> _Exercise instructions_: Only the number is wanted: tally the lines below that contain the word "pole".

Dataset entries:
---

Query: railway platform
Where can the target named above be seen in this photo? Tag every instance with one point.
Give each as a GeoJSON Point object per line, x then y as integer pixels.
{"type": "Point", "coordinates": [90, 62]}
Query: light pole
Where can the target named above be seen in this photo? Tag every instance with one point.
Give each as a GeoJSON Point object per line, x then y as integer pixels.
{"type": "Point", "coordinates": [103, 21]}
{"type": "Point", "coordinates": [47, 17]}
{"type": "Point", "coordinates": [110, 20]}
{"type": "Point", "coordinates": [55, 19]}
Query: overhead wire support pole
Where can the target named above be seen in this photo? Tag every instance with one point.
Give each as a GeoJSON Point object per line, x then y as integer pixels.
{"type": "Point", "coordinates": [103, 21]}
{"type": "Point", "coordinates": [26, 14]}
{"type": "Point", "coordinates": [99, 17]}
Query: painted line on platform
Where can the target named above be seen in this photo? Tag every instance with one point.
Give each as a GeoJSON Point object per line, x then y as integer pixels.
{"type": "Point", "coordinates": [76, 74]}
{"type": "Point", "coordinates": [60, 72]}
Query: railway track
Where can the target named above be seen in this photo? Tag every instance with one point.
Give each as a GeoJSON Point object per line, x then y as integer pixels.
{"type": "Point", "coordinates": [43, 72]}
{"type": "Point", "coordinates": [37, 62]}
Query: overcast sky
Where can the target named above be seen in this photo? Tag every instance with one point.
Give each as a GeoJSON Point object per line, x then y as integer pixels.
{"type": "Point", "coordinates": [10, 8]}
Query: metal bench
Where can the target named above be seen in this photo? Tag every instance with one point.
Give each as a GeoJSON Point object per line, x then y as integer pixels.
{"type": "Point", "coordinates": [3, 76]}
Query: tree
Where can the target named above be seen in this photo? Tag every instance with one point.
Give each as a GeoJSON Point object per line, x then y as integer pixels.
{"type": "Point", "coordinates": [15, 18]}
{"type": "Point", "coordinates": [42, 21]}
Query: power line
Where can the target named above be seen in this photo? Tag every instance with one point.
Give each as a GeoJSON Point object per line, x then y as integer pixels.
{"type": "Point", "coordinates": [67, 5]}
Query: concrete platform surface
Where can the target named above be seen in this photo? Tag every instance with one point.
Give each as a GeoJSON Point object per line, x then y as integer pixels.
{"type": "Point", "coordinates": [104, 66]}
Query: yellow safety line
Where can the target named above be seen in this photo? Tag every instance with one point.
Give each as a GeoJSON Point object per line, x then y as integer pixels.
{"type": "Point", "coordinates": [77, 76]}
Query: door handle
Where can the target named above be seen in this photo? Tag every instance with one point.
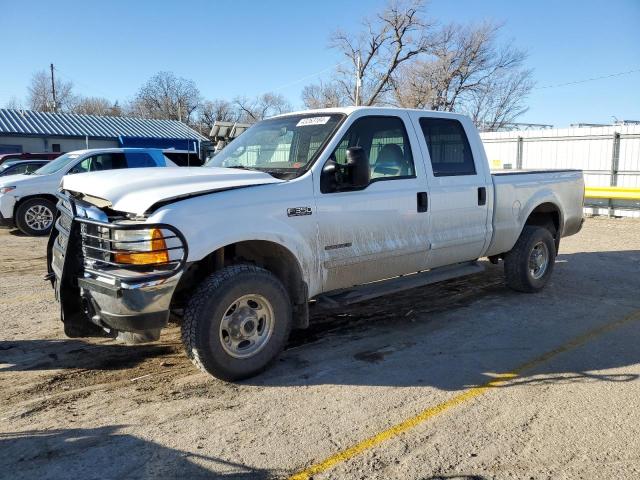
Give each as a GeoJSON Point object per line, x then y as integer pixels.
{"type": "Point", "coordinates": [482, 196]}
{"type": "Point", "coordinates": [423, 202]}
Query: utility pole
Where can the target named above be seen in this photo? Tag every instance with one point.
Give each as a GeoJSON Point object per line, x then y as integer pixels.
{"type": "Point", "coordinates": [358, 79]}
{"type": "Point", "coordinates": [53, 91]}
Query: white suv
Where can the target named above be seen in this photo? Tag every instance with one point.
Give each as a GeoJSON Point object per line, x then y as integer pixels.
{"type": "Point", "coordinates": [28, 201]}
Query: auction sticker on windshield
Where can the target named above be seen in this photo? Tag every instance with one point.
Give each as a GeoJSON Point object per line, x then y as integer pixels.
{"type": "Point", "coordinates": [313, 121]}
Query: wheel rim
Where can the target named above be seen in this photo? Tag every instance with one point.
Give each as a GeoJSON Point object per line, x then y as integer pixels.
{"type": "Point", "coordinates": [247, 326]}
{"type": "Point", "coordinates": [538, 260]}
{"type": "Point", "coordinates": [38, 217]}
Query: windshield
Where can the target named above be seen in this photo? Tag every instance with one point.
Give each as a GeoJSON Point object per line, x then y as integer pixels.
{"type": "Point", "coordinates": [57, 164]}
{"type": "Point", "coordinates": [281, 146]}
{"type": "Point", "coordinates": [7, 164]}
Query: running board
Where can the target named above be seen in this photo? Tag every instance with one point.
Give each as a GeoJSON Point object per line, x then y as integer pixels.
{"type": "Point", "coordinates": [361, 293]}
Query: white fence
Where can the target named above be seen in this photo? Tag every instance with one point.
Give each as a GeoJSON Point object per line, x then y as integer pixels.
{"type": "Point", "coordinates": [609, 156]}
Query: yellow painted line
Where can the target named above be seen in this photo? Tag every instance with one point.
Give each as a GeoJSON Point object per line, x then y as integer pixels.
{"type": "Point", "coordinates": [616, 193]}
{"type": "Point", "coordinates": [431, 412]}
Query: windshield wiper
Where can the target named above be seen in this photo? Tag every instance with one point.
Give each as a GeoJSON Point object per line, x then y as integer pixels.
{"type": "Point", "coordinates": [243, 167]}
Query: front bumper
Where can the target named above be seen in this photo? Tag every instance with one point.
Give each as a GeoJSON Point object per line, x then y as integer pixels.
{"type": "Point", "coordinates": [128, 307]}
{"type": "Point", "coordinates": [95, 292]}
{"type": "Point", "coordinates": [7, 204]}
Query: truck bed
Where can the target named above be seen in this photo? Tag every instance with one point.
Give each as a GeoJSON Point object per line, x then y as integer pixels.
{"type": "Point", "coordinates": [518, 192]}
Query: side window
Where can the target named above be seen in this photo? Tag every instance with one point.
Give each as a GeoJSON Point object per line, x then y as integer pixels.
{"type": "Point", "coordinates": [103, 161]}
{"type": "Point", "coordinates": [32, 167]}
{"type": "Point", "coordinates": [83, 166]}
{"type": "Point", "coordinates": [386, 143]}
{"type": "Point", "coordinates": [140, 160]}
{"type": "Point", "coordinates": [448, 147]}
{"type": "Point", "coordinates": [108, 161]}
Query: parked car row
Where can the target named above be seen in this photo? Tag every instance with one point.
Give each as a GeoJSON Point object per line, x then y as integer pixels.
{"type": "Point", "coordinates": [17, 167]}
{"type": "Point", "coordinates": [27, 200]}
{"type": "Point", "coordinates": [5, 157]}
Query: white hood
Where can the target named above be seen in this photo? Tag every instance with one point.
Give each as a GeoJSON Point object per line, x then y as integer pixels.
{"type": "Point", "coordinates": [136, 190]}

---

> _Output for this task_: 3